CONSIGNE ÉCRITE A | Recopie l'entretien avec Amir de « Par Yohann RUELLE | » jusqu'à « la pop culture. » inclus, en substituant « poupées » à « peluches ».
CONSIGNE ÉCRITE B |
Réponds à ces questions sur l'entretien avec Amir :
(i) Quel est le titre du troisième album d'Amir ?
(ii) Combien de temps a duré sa pause médiatique ?
(iii) Avec quelle artiste chante-t-il en duo ?
CONSIGNE ÉCRITE C | Écris la suite de l'entretien avec Amir après sa dernière phrase.

TEXTE FOURNI |
┌──
Amir en interview pour l'album "Ressources" : "J'ai enlevé certains blocages en moi"

Par Yohann RUELLE | Journaliste
Branché en permanence sur ses playlists, il sait aussi bien parler du dernier album de Kim Petras que du set de techno underground berlinois qu'il a regardé hier soir sur TikTok. Sa collection de peluches et figurines témoigne de son amour pour les grandes icônes de la pop culture.
Amir revient en pleine lumière avec "Ressources", un troisième album à la dimension plus intime. Sa paternité, ses remises en question d'artiste, la crise sanitaire, son duo avec Indila... Plongée dans les coulisses du disque avec un chanteur n'ayant plus peur de se livrer tout entier.
Crédits photo : Fifou
Propos recueillis par Yohann Ruelle.

Ton retour avec ce nouvel album ''Ressources'' précède une longue pause médiatique d'un an. Tu as expliqué avoir été ''pris au piège'' du succès. Que s'est-il passé ?
Je ne me suis jamais senti réellement oppressé, tout était dans l'anticipation. Tous les jours, je me demande si je prends les bonnes décisions, quant à ma vie, ma carrière, ma famille et parfois je me demande si je suis sur le bon chemin. Quand j'ai l'impression d'avoir choisi un chemin à risque, je dévie, je change. Jusqu'à présent, ça m'a beaucoup protégé dans ma carrière. Là, on parle d'une pause médiatique mais ça fait partie de plein de décisions que je prends de façon assez régulière pour rester proche de qui j'ai toujours été, pour ne pas changer, ne pas laisser le succès altérer certains principes importants. Et l'un de ses principes c'est la famille. Mes proches ont été tellement protecteurs quant à mon succès. Même s'ils me voyaient m'envoler, m'éloigner un peu et ne plus être très présent, par bienveillance ils se disaient ''C'est magnifique'' et ne m'ont jamais raisonné là-dessus.

Devenir père a changé ma façon d'être
Comment cela s'est-il traduit ?
└──
DONNÉES RECUEILLIES |
┌──
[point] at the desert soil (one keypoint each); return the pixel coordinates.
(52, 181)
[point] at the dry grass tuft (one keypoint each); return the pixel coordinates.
└──
RÉPONSE ATTENDUE A |
Par Yohann RUELLE | Journaliste
Branché en permanence sur ses playlists, il sait aussi bien parler du dernier album de Kim Petras que du set de techno underground berlinois qu'il a regardé hier soir sur TikTok. Sa collection de poupées et figurines témoigne de son amour pour les grandes icônes de la pop culture.

RÉPONSE ATTENDUE B |
(i) « Ressources ».
(ii) Un an.
(iii) Indila.

RÉPONSE ATTENDUE C |
C'est moi qui, à un moment, ai pris conscience de ce que ça pouvait devenir si ça continuait. Un jour je leur ai dit, à eux et à mon entourage professionnel : ''Je vais m'arrêter''. Certains ont été déçus mais de toute façon, on n'aurait pas pu proposer un nouvel album avec de la nouveauté. Je n'aurais pas pu revenir avec une fraîcheur d'esprit, un nouveau propos... C'est possible de lasser les fans. Ce n'est pas parce qu'ils sont là aujourd'hui qu'ils nous aimeront toujours, je ne prends rien pour acquis. Moi aussi j'avais besoin de rafraîchir mon envie de me faire voir, de changer, de donner.

Pendant cette pause loin des projecteurs, à quoi ressemblaient tes journées ?
Le travail a quand même pris une certaine place parce qu'on préparait cet album mais dans un tout autre rythme. Ma vie ressemblait à celle d'un gars qui part au travail le matin et qui revient le soir. Quelque part, c'était plus équilibré, on avait des horaires plus réguliers, loin des nuits blanches que je faisais avant lorsque j'étais en concert dans une ville la veille et en promo dans une autre le lendemain matin. On a eu la possibilité de travailler de façon beaucoup plus posée, ce qui nous a permis d'aller plus souvent en studio et de revoir énormément de choses, de filtrer chaque projet de chanson. Jusqu'au dernier moment, on s'est remis en question, on a repensé à la cohérence globale de l'album, tenté de nouvelles expériences. Il faut du temps pour ça. Il faut laisser mûrir les choses. On était super content de cette dynamique et alors qu'on s'apprêtait à lancer l'album en fabrication, le confinement est arrivé et on s'est retrouvé avec deux mois supplémentaires de tranquillité et de réflexion ! Ça nous a permis de penser à des ultimes modifications qu'on a fait à la sortie du confinement pour que l'album puisse maintenant être livré dans une satisfaction pleine et complète. (Sourire)

J'étais extrêmement pudique
Devenir père a-t-il changé ta façon de créer de la musique ?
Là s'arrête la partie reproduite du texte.